Given records:
-.-.-

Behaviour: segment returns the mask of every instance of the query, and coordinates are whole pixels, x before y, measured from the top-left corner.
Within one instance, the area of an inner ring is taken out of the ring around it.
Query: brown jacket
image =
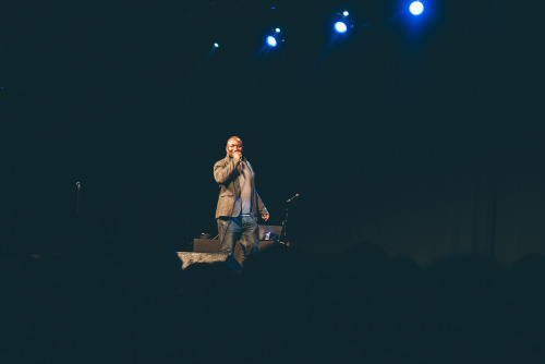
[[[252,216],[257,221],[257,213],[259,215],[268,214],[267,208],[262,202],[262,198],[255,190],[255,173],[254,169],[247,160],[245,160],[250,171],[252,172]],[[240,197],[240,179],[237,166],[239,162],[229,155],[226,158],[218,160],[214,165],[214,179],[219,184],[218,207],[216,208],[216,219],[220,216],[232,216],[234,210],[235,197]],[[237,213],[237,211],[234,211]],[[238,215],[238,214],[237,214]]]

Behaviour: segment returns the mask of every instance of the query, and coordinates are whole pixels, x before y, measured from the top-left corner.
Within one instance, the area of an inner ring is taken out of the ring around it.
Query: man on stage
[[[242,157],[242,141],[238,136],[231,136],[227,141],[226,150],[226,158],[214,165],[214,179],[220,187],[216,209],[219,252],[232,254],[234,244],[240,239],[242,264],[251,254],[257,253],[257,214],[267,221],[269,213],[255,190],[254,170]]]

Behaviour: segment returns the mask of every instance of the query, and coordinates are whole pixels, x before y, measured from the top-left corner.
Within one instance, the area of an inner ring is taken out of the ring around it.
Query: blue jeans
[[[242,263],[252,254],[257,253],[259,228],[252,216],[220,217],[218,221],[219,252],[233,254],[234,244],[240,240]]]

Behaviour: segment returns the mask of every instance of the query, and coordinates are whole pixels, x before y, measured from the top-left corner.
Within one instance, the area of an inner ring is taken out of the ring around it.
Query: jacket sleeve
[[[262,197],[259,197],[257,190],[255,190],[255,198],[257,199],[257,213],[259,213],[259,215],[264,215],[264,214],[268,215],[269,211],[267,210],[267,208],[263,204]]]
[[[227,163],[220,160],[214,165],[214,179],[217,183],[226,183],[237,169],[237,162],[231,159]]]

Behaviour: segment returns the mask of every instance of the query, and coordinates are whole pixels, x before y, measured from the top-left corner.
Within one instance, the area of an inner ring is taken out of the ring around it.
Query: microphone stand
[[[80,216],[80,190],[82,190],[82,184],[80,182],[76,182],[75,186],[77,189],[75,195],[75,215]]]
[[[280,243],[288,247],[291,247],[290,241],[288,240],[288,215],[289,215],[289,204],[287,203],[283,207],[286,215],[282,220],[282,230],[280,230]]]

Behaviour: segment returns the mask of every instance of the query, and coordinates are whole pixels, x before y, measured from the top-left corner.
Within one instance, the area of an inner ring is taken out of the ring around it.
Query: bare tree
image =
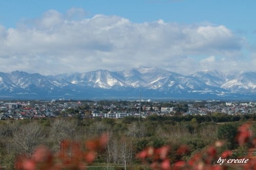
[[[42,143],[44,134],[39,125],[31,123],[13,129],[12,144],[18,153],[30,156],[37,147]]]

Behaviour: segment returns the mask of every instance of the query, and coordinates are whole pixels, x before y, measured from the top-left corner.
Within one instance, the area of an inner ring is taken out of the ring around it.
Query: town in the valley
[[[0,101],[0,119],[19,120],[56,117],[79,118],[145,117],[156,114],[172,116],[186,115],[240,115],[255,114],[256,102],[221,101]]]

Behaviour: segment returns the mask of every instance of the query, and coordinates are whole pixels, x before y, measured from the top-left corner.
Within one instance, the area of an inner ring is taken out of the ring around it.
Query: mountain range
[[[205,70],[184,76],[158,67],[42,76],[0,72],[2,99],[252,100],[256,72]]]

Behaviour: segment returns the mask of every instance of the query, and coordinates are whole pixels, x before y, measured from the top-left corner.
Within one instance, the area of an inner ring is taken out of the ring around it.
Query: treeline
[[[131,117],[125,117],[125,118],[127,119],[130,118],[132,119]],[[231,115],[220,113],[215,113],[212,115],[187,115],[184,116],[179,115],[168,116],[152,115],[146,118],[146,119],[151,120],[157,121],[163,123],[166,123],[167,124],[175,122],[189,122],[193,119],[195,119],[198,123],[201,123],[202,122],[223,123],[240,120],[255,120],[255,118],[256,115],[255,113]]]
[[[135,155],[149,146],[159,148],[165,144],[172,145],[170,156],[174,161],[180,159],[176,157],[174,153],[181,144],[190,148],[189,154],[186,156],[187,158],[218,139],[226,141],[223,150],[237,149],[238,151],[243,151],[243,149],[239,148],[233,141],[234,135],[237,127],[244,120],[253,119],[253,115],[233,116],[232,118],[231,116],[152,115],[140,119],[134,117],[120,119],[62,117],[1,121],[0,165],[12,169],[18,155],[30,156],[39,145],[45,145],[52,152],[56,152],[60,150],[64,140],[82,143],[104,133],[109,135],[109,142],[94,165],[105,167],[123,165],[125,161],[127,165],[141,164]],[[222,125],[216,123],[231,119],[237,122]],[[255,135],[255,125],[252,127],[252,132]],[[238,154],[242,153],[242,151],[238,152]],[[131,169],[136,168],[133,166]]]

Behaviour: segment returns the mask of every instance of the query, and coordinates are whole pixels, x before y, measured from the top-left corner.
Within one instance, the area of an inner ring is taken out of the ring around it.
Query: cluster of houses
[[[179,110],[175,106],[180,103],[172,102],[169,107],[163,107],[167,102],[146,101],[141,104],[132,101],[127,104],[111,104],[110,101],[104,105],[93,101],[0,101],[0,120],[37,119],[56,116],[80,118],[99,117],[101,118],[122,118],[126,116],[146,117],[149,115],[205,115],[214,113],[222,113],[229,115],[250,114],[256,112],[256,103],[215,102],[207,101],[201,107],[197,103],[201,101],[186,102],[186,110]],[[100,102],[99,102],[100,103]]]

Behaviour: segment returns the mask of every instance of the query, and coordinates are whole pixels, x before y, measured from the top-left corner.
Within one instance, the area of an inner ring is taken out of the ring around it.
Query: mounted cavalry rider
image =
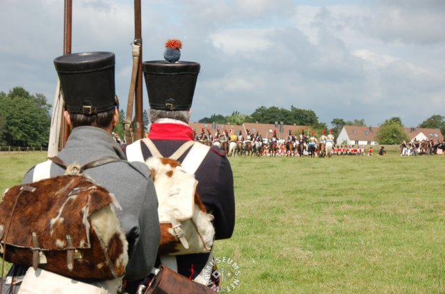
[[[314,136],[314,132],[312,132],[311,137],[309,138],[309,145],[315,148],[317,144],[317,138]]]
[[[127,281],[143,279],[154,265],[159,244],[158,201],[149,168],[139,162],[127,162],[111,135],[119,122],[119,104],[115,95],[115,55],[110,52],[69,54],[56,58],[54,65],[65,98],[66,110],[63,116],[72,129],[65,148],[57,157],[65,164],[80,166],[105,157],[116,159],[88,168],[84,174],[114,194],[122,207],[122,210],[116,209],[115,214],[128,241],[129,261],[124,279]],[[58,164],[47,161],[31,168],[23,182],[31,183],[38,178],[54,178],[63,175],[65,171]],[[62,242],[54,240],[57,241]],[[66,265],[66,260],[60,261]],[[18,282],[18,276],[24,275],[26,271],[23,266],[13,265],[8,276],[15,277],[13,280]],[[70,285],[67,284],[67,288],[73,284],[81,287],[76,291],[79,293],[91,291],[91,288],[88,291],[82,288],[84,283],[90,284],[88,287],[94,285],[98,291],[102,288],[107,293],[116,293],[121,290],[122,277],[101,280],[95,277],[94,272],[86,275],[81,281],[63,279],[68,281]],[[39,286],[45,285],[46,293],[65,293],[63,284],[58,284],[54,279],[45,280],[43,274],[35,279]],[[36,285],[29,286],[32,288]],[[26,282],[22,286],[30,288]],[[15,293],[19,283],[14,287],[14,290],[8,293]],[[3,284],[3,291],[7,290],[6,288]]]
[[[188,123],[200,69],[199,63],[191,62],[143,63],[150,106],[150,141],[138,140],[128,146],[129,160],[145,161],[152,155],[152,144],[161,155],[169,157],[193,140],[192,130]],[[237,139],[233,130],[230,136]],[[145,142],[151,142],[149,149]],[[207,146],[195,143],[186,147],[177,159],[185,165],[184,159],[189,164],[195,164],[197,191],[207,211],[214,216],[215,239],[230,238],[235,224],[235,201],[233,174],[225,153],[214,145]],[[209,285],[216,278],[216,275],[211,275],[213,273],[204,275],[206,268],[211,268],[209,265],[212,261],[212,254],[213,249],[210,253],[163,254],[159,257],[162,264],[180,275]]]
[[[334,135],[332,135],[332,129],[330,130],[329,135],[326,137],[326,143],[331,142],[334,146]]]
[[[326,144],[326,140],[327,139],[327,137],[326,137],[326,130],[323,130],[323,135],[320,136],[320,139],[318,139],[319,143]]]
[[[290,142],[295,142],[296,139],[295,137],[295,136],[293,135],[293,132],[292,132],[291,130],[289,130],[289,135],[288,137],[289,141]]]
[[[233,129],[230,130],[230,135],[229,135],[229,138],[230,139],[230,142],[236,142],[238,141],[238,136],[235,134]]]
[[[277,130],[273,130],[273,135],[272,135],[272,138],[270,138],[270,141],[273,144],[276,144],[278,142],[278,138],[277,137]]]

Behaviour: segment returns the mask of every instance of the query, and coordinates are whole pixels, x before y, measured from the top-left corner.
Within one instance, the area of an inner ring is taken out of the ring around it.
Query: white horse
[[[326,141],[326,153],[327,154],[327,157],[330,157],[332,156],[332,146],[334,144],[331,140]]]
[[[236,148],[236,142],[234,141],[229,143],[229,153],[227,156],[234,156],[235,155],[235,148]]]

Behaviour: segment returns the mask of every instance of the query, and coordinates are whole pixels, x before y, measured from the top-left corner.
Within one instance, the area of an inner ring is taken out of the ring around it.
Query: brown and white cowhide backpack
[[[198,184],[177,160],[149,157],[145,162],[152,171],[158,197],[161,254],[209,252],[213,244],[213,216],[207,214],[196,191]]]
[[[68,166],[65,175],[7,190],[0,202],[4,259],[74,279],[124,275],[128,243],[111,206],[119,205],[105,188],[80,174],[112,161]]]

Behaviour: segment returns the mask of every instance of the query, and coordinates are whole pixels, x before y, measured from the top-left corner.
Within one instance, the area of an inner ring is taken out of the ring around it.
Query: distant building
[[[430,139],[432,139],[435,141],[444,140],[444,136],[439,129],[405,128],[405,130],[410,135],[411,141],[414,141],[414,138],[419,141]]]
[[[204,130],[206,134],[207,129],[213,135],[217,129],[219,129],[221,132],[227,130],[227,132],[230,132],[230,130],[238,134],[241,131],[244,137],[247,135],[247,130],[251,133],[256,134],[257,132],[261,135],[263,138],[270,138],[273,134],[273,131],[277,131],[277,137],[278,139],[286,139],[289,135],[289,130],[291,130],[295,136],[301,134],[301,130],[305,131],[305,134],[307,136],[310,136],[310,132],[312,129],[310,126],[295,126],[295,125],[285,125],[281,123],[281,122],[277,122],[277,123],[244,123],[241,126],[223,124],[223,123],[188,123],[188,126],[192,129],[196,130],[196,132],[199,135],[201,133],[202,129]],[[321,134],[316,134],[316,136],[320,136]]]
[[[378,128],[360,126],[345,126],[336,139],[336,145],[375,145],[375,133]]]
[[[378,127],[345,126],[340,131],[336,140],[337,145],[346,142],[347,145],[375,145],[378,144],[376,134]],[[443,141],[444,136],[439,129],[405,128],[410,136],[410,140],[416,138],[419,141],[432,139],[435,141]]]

-.-.-

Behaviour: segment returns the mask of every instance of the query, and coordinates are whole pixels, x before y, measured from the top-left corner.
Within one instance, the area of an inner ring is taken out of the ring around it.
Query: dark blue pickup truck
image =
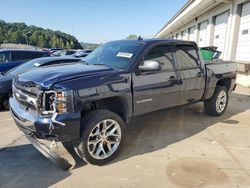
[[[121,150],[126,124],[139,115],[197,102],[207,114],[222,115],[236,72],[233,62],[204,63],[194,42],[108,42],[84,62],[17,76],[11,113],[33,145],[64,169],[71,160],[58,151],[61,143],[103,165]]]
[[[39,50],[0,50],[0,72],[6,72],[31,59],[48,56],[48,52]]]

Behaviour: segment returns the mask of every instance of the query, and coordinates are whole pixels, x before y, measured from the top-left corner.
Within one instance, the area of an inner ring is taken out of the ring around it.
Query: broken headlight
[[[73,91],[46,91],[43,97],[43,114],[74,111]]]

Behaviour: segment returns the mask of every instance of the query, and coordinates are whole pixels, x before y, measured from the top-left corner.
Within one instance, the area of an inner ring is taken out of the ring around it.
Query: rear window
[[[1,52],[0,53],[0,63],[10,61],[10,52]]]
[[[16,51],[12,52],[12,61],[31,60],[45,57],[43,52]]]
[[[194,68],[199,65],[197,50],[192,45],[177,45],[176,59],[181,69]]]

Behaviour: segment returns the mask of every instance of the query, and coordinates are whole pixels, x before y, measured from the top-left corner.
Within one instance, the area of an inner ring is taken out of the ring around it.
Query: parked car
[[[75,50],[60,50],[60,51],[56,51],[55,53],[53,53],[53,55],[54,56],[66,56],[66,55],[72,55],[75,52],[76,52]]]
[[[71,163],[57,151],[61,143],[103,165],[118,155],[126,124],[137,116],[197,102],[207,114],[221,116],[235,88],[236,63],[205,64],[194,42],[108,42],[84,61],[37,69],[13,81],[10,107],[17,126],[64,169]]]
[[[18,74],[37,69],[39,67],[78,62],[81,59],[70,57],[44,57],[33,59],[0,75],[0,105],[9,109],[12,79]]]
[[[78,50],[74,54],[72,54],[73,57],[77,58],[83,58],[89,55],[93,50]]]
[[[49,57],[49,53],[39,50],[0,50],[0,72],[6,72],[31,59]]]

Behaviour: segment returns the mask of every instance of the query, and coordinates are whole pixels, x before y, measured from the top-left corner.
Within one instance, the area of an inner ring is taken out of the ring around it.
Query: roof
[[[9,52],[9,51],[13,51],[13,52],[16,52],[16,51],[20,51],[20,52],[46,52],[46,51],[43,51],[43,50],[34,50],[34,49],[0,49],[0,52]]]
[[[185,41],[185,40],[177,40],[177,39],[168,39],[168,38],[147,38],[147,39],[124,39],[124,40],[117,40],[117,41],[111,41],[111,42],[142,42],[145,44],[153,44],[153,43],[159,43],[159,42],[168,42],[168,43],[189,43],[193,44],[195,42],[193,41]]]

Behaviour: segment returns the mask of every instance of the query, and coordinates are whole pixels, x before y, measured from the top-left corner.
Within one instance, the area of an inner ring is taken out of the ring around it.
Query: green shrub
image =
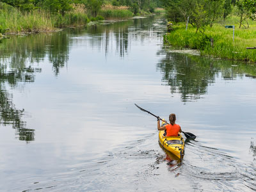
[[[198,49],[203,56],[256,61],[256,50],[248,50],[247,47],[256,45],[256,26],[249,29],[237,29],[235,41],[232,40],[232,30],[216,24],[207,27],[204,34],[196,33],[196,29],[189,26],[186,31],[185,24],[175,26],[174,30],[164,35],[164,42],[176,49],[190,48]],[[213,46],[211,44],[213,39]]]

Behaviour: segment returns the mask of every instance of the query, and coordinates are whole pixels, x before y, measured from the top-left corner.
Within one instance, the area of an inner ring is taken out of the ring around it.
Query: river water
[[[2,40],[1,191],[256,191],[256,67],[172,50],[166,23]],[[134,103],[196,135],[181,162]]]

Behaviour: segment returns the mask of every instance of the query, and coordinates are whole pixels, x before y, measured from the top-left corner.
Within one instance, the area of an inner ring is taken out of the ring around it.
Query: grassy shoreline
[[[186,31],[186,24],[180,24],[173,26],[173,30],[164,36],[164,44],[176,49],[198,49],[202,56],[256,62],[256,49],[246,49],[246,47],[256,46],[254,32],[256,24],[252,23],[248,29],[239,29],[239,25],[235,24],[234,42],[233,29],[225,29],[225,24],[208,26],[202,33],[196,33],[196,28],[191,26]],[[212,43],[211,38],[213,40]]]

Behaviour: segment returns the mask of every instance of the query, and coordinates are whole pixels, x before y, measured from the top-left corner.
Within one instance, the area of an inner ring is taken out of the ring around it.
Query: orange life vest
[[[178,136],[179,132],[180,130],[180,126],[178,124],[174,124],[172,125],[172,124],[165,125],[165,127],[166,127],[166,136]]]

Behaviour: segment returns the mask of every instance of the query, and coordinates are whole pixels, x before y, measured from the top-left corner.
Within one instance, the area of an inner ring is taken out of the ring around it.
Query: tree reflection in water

-.-.-

Count the rows that contain the string "brown", matching case exactly. Reply with the number only.

2